(Part of a data file)
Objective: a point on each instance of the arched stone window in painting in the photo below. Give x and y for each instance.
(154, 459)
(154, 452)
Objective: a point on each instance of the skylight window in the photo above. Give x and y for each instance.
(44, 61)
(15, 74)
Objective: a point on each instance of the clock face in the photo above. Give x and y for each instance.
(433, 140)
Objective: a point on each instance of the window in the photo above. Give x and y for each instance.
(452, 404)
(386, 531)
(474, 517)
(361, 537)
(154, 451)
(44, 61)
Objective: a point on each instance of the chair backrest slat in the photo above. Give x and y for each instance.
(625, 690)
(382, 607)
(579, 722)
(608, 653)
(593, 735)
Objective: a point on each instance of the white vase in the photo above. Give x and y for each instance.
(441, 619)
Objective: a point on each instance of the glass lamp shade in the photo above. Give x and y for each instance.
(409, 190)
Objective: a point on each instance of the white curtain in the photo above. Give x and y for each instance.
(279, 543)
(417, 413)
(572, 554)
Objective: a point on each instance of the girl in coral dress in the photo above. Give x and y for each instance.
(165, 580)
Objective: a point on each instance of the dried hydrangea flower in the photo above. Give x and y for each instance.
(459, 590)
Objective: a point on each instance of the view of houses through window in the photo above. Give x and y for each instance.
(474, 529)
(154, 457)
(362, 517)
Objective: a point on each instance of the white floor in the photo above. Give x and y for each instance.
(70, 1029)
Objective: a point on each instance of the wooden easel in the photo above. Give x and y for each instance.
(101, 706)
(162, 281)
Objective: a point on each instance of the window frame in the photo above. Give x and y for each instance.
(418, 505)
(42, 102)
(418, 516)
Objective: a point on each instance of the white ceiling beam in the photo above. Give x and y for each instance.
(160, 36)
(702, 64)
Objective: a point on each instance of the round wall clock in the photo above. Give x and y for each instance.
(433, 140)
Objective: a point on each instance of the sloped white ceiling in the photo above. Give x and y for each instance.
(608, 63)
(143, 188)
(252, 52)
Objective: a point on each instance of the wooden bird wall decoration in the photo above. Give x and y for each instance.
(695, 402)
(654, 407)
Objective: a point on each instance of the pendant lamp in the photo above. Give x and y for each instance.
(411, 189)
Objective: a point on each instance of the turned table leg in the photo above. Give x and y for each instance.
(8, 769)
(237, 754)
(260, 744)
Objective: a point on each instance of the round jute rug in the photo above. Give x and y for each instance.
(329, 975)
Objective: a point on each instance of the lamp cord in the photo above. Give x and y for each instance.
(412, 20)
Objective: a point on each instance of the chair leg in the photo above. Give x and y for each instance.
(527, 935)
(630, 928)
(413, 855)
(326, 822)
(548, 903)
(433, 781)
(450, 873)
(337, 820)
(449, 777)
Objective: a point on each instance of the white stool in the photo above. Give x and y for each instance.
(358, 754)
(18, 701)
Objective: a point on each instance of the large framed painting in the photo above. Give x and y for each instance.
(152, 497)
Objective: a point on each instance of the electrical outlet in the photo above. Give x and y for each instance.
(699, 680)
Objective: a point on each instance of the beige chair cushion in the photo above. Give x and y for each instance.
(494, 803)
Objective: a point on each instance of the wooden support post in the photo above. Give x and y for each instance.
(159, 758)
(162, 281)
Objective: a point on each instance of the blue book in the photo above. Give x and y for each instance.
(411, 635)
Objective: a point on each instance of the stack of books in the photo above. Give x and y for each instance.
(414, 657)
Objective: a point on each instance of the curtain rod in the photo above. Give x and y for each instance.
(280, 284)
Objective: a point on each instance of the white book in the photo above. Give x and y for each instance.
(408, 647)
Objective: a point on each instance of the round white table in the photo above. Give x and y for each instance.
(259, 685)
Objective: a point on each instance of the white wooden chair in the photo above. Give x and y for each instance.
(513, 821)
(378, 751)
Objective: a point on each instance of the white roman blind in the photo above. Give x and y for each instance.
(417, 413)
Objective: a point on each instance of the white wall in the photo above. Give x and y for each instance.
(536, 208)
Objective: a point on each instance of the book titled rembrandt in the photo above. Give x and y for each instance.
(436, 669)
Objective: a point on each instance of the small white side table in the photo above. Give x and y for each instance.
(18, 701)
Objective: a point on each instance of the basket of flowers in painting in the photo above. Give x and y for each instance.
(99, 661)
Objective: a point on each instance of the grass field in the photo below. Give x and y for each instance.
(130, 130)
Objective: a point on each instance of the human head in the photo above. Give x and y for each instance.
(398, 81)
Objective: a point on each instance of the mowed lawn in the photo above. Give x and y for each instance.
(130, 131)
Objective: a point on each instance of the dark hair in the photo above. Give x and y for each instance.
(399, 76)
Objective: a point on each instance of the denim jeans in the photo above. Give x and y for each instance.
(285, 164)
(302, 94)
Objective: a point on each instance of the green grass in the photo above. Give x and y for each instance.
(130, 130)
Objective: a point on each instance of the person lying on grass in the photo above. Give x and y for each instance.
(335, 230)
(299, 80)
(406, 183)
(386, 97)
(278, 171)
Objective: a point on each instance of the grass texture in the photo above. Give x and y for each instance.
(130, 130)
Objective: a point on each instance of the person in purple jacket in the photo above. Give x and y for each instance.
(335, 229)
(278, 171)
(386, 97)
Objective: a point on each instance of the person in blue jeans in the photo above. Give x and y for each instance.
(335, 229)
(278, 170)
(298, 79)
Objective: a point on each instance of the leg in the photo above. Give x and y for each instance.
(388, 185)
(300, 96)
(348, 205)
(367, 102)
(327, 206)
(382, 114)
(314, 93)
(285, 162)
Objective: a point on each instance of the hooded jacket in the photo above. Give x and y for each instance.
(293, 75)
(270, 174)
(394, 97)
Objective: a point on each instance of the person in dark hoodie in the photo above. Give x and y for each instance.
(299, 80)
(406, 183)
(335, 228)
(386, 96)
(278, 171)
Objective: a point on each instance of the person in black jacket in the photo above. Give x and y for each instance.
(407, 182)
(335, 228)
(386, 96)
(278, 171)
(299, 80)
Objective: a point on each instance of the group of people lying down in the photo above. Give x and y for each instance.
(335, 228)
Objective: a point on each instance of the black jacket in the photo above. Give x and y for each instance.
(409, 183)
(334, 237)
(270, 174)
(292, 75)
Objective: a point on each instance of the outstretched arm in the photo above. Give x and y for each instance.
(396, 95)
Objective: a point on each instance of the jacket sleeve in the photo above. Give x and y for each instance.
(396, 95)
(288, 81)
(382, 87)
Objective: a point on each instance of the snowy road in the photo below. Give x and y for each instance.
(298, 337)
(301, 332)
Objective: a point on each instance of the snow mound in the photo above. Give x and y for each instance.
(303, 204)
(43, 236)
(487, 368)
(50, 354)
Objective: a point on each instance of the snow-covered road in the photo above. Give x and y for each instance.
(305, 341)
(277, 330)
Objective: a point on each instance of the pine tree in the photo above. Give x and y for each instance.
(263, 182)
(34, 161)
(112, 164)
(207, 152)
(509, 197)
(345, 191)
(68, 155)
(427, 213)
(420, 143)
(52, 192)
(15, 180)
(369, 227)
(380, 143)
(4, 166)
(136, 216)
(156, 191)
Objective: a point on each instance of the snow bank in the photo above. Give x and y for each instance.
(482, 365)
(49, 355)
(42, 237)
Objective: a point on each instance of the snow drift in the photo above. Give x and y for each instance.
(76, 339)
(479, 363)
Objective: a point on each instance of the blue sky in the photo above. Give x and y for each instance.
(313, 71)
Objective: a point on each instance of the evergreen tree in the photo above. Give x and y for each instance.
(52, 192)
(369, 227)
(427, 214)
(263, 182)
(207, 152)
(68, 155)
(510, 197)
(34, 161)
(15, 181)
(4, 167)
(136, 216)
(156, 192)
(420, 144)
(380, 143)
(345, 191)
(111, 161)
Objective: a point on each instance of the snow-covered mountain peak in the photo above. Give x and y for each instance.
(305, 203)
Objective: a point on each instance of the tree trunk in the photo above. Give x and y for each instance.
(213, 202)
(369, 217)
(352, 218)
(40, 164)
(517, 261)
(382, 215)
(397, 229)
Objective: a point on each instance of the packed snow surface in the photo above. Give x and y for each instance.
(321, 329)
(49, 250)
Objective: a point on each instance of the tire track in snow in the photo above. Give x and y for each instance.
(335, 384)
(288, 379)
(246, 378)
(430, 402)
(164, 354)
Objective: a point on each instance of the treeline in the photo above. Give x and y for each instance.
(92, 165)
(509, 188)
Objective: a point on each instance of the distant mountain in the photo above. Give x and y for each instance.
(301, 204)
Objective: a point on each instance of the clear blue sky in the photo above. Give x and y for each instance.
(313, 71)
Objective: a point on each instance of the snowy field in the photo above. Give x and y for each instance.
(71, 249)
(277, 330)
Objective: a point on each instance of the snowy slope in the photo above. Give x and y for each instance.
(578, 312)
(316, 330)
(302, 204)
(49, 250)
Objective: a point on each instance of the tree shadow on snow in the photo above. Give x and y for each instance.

* _Written request_: All lines from the one that contains "Objective: a point on each instance of the packed" through the end of the material are to be quoted exactly, with both ends included.

* _Final answer_:
Objective: a point on each instance of the packed snow surface in the photo above. Give x and y for each instance.
(321, 329)
(49, 250)
Objective: a point on each instance of the tire track in snow in the photo above. Give x and y for each instance.
(335, 384)
(288, 379)
(246, 378)
(430, 402)
(164, 354)
Objective: a point on each instance of the treeline in the photo above. Give x and y for each instance.
(92, 165)
(509, 188)
Objective: a point on each instance of the distant mountain in the photo above. Give x and y for each instance.
(301, 204)
Objective: a point on each instance of the clear blue sky in the photo above. Give x and y for each instance.
(313, 71)
Objective: a point on each instance of the snowy field in the photo above. Give x and y for each instance.
(71, 249)
(277, 330)
Objective: a point on each instance of the snowy slope in the photo above. Give x and y for each instance.
(578, 312)
(316, 330)
(302, 204)
(49, 250)
Objective: a point on each instance of the tree shadow on snow in the photo above. Give x and y for each instance.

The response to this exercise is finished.